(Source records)
┌──

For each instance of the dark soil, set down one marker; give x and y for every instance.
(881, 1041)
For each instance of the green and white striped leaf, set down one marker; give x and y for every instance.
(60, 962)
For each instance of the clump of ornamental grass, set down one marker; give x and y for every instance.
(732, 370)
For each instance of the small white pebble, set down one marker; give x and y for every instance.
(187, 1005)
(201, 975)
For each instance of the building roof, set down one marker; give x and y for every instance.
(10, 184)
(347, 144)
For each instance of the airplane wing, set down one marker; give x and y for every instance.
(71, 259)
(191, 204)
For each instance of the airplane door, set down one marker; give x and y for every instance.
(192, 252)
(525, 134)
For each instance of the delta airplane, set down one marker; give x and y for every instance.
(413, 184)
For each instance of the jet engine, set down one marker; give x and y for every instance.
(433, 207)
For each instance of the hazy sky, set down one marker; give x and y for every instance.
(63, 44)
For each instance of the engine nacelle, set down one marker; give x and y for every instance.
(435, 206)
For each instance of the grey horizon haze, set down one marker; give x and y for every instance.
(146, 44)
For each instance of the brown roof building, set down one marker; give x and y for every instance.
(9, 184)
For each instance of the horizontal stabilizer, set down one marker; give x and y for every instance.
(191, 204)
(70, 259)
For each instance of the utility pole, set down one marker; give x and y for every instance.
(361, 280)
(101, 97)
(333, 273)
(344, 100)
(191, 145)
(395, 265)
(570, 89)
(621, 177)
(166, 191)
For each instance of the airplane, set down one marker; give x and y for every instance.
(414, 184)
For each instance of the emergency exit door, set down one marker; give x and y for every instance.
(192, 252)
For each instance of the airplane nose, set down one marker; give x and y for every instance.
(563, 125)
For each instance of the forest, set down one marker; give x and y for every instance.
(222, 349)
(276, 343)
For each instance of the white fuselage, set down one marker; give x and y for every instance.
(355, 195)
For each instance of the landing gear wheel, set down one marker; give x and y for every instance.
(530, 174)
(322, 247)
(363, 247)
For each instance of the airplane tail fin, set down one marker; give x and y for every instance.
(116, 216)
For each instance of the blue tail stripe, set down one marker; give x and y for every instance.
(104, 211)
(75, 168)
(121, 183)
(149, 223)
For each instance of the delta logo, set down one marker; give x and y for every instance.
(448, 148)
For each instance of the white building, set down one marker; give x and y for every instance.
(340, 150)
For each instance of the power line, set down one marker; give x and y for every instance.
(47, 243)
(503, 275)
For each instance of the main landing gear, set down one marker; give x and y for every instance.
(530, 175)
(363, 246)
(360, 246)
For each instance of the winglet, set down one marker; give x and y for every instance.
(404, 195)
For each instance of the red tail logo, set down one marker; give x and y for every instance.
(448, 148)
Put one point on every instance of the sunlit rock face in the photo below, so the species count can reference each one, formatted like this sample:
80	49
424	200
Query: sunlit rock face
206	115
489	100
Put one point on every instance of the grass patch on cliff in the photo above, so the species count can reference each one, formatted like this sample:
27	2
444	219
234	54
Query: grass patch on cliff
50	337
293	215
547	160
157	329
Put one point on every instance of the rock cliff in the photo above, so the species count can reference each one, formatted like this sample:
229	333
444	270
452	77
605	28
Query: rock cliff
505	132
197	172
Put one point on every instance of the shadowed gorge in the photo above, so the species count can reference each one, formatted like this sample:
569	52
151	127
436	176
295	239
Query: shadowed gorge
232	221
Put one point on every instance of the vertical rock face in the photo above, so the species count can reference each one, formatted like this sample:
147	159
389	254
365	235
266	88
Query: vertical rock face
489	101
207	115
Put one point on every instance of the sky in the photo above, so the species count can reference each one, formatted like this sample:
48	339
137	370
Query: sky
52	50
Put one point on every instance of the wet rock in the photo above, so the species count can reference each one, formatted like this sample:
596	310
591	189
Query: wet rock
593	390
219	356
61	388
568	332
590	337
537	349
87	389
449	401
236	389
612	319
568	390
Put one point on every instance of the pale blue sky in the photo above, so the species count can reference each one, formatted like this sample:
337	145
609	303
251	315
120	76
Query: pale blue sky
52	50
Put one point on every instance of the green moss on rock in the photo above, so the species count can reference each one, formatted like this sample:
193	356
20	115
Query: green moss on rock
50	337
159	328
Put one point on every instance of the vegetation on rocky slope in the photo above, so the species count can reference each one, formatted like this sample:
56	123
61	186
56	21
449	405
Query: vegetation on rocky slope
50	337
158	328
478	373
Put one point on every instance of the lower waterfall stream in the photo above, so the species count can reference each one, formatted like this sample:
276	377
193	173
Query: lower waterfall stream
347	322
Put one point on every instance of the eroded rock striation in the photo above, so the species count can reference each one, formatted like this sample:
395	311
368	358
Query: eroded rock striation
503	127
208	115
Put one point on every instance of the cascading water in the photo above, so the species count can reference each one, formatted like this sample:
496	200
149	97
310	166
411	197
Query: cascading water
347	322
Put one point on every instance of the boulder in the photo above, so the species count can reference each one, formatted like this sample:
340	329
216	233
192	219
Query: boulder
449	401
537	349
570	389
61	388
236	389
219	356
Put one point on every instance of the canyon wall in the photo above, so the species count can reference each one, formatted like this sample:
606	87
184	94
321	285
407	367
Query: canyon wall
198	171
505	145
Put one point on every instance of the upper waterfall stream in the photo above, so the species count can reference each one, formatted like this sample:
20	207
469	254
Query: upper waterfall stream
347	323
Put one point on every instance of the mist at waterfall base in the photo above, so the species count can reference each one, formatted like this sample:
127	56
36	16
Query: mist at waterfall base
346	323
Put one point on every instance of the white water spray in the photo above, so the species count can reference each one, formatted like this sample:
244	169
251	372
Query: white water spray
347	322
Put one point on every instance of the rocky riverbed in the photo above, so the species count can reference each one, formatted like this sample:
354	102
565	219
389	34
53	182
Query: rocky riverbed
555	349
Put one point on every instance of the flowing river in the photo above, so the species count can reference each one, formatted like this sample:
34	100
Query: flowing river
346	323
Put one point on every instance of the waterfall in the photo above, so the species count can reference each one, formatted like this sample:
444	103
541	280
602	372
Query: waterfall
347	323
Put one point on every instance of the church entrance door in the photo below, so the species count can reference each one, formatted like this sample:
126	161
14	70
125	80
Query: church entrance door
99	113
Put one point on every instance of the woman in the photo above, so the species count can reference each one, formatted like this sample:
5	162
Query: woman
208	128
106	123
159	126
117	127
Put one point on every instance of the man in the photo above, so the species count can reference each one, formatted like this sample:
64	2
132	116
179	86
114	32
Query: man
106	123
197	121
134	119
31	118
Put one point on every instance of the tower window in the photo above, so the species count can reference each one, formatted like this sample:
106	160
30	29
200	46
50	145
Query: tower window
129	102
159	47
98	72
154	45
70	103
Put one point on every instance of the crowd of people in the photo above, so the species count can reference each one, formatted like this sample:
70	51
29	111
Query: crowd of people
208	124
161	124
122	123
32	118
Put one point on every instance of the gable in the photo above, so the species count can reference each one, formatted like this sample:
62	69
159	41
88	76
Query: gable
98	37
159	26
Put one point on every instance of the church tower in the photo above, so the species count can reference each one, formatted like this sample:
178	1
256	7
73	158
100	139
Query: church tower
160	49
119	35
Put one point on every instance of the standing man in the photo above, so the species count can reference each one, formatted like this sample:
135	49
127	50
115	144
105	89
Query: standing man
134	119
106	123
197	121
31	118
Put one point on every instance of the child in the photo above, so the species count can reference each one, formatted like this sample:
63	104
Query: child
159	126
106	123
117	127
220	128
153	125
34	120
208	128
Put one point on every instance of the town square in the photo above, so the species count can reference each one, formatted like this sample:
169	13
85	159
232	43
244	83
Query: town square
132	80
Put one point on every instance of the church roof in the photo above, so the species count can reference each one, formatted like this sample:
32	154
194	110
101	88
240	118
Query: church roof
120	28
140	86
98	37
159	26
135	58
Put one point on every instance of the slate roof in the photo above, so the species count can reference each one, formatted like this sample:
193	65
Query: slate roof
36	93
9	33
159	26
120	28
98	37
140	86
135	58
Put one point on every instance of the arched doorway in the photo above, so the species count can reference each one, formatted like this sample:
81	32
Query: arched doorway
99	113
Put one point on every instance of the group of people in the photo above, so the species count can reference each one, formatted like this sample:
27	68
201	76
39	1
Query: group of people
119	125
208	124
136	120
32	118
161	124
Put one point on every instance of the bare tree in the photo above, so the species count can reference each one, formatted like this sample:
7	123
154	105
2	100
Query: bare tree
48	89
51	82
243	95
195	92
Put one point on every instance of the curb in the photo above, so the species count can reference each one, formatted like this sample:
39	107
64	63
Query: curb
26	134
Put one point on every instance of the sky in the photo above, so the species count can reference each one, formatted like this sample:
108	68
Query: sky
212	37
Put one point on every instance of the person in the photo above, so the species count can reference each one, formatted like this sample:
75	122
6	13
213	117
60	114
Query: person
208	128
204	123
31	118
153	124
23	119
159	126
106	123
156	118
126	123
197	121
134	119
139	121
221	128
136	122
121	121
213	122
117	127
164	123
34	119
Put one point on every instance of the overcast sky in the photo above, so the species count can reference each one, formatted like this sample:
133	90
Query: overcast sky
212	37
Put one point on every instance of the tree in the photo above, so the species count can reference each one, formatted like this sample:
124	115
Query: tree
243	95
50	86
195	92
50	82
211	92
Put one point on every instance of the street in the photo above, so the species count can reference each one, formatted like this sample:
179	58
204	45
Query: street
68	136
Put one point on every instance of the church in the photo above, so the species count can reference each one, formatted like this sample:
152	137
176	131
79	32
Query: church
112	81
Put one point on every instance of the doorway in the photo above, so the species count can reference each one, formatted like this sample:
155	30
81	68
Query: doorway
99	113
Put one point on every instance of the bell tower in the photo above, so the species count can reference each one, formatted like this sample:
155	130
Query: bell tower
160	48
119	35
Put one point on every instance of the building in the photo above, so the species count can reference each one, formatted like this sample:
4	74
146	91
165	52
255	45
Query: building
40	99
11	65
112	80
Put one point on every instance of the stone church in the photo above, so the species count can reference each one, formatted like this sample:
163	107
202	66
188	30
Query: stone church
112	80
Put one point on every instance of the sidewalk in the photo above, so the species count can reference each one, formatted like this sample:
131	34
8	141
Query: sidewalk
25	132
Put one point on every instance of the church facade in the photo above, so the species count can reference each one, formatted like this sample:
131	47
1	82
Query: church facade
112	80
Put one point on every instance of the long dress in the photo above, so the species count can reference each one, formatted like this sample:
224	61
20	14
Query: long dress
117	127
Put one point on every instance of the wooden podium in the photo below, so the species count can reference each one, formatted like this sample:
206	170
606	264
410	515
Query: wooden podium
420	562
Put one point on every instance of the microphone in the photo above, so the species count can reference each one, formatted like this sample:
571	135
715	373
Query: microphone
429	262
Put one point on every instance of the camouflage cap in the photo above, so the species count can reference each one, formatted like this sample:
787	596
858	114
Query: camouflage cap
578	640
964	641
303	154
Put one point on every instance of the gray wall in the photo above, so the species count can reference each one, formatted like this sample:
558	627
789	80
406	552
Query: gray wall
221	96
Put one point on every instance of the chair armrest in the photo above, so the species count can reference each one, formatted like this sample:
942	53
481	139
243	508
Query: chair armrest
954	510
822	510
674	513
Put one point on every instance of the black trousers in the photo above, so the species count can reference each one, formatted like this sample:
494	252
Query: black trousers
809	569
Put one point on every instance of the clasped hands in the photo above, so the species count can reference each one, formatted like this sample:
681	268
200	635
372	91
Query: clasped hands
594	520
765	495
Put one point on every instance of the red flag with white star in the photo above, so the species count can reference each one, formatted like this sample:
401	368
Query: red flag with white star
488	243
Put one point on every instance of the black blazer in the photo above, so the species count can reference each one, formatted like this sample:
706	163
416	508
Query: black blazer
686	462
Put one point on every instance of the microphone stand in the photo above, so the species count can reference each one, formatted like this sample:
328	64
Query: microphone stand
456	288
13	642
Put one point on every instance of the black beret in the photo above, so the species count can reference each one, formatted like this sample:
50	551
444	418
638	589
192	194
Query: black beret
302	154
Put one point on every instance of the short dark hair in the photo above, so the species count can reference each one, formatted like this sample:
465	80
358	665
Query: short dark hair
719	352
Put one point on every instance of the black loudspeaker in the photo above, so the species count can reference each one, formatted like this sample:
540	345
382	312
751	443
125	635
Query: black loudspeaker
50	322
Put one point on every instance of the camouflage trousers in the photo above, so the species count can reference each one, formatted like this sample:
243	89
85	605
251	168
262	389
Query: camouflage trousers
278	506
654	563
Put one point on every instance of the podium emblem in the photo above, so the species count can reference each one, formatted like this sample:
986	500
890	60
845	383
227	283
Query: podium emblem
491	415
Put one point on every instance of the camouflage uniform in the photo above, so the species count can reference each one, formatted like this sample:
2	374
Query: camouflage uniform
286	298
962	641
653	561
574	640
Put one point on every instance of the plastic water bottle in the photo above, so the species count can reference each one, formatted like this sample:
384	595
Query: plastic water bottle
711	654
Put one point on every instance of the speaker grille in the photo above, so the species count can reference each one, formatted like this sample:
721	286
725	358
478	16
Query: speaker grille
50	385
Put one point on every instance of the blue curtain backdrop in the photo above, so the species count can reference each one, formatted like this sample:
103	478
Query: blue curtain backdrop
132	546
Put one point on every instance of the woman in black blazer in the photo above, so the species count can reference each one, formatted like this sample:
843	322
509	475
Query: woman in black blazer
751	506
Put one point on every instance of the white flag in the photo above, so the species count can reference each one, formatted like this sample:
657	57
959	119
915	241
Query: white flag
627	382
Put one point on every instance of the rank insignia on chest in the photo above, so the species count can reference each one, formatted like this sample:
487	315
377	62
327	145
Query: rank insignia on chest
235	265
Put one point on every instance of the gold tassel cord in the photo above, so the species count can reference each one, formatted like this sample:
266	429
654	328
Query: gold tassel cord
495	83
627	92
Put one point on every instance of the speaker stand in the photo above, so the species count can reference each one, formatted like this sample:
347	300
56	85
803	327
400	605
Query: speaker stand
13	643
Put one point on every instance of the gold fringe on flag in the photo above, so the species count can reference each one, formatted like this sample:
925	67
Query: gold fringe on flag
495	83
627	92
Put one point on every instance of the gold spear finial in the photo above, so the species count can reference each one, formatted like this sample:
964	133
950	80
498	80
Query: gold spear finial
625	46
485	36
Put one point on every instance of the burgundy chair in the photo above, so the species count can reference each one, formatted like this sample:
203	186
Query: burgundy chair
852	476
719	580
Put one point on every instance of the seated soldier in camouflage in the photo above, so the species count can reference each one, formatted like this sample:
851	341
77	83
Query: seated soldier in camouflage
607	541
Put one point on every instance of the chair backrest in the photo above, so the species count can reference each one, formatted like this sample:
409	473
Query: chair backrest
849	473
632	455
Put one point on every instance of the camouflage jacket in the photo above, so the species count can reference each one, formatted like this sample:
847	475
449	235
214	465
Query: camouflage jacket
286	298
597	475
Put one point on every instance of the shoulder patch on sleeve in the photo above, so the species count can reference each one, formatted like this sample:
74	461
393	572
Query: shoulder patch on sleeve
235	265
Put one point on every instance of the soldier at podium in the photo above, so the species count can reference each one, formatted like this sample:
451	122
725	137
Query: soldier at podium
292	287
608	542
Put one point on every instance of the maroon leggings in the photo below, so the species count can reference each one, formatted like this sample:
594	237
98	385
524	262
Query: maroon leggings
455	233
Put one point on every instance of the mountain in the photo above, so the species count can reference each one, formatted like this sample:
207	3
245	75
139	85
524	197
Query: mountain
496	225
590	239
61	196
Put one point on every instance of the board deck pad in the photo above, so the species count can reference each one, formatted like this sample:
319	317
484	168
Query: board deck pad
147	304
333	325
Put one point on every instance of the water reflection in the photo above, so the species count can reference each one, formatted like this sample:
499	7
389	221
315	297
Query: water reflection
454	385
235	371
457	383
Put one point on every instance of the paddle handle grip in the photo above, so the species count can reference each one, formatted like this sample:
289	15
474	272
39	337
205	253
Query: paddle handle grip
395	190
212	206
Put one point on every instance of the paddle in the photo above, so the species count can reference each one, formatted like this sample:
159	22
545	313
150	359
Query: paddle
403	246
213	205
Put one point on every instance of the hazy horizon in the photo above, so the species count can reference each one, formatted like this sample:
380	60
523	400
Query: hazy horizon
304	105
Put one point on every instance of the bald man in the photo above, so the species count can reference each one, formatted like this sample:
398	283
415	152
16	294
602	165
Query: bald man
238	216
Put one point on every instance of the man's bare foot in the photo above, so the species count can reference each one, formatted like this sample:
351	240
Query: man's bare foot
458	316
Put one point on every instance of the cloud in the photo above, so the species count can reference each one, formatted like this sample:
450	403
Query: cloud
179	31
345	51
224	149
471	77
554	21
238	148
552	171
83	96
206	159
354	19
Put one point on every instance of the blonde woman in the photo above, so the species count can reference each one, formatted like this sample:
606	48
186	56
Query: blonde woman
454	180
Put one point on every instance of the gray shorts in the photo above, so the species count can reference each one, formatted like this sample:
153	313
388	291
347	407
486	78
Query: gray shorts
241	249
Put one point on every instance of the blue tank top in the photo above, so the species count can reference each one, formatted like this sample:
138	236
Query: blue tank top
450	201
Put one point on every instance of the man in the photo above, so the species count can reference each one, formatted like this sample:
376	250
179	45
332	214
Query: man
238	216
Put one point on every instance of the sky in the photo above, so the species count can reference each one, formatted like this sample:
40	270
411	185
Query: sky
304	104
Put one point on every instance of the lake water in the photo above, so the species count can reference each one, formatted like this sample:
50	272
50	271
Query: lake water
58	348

└──

Task prompt —
Begin with the line that contains "Put one point on every instance of the cloud" and end with the last line of the records; set down every line in that span exactly, and nothing else.

The result —
Put one point on every instance of the cloud in the photo above, so the species count can reference each one, formatted like this sample:
450	403
Query: cloud
179	31
345	51
224	149
471	77
554	21
238	148
552	171
83	96
206	159
354	19
Put one point on every instance of the blonde woman in the photo above, so the species count can reference each one, formatted like this sample:
606	48
186	56
Query: blonde woman
454	180
Put one point on every instance of the gray shorts in the photo above, so the species count can reference each one, formatted like this sample:
153	313
388	291
347	407
486	78
Query: gray shorts
241	249
Put one point on every instance of the blue tank top in the photo above, so the species count can reference each one, formatted like this sample:
138	236
Query: blue tank top
450	201
Put one point on every instance of the man in the photo above, so the species count can reference each one, formatted like this sample:
376	250
179	45
332	214
Query: man
238	216
Put one point on every instance of the sky in the photo above, so the species count can reference each one, formatted like this sample:
40	270
411	185
Query: sky
304	104
Put one point on every instance of the lake water in the photo above, so the species count can reference each one, formatted like this sample:
50	272
50	271
Query: lake water
58	348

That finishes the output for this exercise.